# Start of Data excerpts
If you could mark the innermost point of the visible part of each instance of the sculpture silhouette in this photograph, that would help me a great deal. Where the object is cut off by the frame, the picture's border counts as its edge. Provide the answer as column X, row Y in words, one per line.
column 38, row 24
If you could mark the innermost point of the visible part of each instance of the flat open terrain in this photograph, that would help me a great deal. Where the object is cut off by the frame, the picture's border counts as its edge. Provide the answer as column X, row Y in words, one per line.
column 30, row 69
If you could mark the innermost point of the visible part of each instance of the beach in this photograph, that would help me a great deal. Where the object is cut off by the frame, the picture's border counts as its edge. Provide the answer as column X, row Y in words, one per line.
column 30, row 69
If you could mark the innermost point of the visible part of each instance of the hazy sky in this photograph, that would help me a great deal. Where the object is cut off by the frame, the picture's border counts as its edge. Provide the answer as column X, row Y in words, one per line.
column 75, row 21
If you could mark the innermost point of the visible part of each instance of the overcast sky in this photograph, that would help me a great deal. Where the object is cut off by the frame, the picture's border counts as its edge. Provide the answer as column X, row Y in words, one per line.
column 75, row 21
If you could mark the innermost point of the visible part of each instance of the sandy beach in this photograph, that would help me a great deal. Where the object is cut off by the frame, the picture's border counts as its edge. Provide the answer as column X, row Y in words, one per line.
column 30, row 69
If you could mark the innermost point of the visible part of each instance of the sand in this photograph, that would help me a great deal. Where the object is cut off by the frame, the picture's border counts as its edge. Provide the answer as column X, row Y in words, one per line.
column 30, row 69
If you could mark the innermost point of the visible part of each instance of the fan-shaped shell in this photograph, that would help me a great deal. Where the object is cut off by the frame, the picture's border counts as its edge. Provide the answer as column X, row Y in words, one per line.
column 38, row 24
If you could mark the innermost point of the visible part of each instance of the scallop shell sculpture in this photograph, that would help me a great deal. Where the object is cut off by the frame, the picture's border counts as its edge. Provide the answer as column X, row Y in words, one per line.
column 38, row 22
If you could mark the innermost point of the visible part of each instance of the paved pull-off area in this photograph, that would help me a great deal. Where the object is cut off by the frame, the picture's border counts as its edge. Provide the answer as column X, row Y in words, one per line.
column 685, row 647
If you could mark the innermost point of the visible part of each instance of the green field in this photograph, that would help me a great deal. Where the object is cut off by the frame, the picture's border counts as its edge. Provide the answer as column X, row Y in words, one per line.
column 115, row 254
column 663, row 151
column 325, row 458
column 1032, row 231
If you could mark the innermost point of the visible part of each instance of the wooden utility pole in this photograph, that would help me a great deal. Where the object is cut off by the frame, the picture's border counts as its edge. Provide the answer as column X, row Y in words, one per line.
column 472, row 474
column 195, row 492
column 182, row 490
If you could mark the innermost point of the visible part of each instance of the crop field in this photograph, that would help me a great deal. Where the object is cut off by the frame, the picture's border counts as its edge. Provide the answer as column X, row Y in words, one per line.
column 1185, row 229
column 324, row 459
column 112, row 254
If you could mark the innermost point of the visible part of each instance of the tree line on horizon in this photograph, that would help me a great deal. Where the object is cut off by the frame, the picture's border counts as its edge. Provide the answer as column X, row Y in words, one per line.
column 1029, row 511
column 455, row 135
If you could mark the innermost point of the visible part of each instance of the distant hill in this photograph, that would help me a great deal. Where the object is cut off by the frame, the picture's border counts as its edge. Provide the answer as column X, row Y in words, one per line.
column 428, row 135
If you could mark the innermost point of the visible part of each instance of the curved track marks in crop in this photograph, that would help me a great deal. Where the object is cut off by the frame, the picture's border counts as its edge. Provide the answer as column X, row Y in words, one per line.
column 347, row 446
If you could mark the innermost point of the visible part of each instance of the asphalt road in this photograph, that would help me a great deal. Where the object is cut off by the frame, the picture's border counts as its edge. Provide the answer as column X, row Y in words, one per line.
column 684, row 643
# End of Data excerpts
→ **Instruction**: Print the whole listing exactly as it is.

→ **Exercise output**:
If you could mark the innermost point of the visible part of each instance of the sculpture silhouette in this photograph, that would help me a great deal. Where the object is cut off by the frame, the picture's border counts as its edge. Provide the answer as column X, row Y in words, one per line.
column 38, row 24
If you could mark the innermost point of the visible part of each instance of the flat open terrain in this photograph, that would help me a great deal. Where the object is cut off by the frame, the picture's border counts as its edge. Provide the answer as column X, row Y in words, one per line.
column 30, row 69
If you could mark the innermost point of the visible part of each instance of the beach in this photograph, that would help me a great deal. Where the object is cut off by the frame, the picture's border counts as its edge. Provide the answer as column X, row Y in words, one per line.
column 30, row 69
If you could mark the innermost point of the visible part of each instance of the hazy sky in this photograph, that would help me a great deal. Where the object is cut off by the frame, the picture's border counts as its edge. Provide the answer as column X, row Y in words, one per line.
column 75, row 21
If you could mark the innermost point of the visible part of each instance of the overcast sky in this photograph, that would help me a great deal. Where the object is cut off by the frame, the picture's border counts as its edge. Provide the answer as column X, row Y in words, one per line.
column 75, row 21
If you could mark the innermost point of the visible part of each instance of the sandy beach in this photograph, that would help me a great deal. Where the object is cut off by the frame, the picture's border counts as its edge. Provide the answer as column X, row Y in words, one per line.
column 30, row 69
If you could mark the innermost point of the visible part of each instance of the sand in this photograph, that would help me a great deal. Where the object is cut off by the frame, the picture's border counts as its edge. Provide the answer as column X, row Y in words, one per line.
column 30, row 69
If you could mark the innermost point of the visible part of each instance of the fan-shaped shell in this photograph, that would help me a great deal. Where the object is cut off by the frame, the picture's border counts as its edge. Provide the answer as column X, row Y in words, one per line.
column 38, row 24
If you could mark the innermost point of the visible part of each instance of the scallop shell sculpture in this photograph, that would help me a great deal. Where the object is cut off by the frame, the picture's border counts as its edge. Provide the answer as column X, row Y in words, one per line.
column 38, row 22
If you could mark the innermost point of the visible part of each instance of the paved pull-off area in this photograph, that would help me a great deal. Where the object is cut off by the frame, the picture's border counts as its edge. Provide the answer as column X, row Y in words, one per line.
column 685, row 647
If you could mark the innermost point of the visible part of each instance of the green field in this photograph, that would help me a great deal. Where the object is cut off by the frame, the picture's border counts as its edge. Provide the answer as column X, row Y in words, one per line.
column 115, row 254
column 663, row 151
column 325, row 458
column 1032, row 231
If you could mark the innermost point of the visible part of each instance of the wooden utility pole in this photograph, that would help me a great deal. Where the object is cut off by the frame, the picture's border counts as its edge. Provide the answer as column X, row Y in words, one per line.
column 472, row 474
column 195, row 492
column 182, row 490
If you could mark the innermost point of the visible part of each instance of the crop field in this photograph, that would help me a great deal. Where the object is cut off by the frame, the picture's border counts as its edge. Provide the answer as column X, row Y in words, one per line.
column 1185, row 229
column 324, row 459
column 112, row 254
If you could mark the innermost point of the visible part of each instance of the tree line on horizon in this photograph, that would help me a great deal. Where the object is cut off by the frame, the picture's border counts as its edge. Provide the answer as column X, row Y in words, one per line.
column 1029, row 511
column 455, row 135
If you could mark the innermost point of the visible part of each instance of the distant hill in this photograph, that would help me a great deal. Where the object is cut off by the frame, the picture's border counts as its edge. Provide the answer as column X, row Y in words, one per line.
column 428, row 135
If you could mark the innermost point of the visible part of each instance of the curved track marks in crop in this photograph, that would help me a great deal. Where the object is cut off by the frame, the picture's border counts as its edge. Provide the answer as column X, row Y in words, one per line.
column 347, row 446
If you could mark the innermost point of the visible part of each instance of the asphalt road in this photograph, that would help me a great deal. Where the object is cut off by the frame, the picture's border counts as its edge. Provide the answer as column X, row Y in words, one per line.
column 684, row 643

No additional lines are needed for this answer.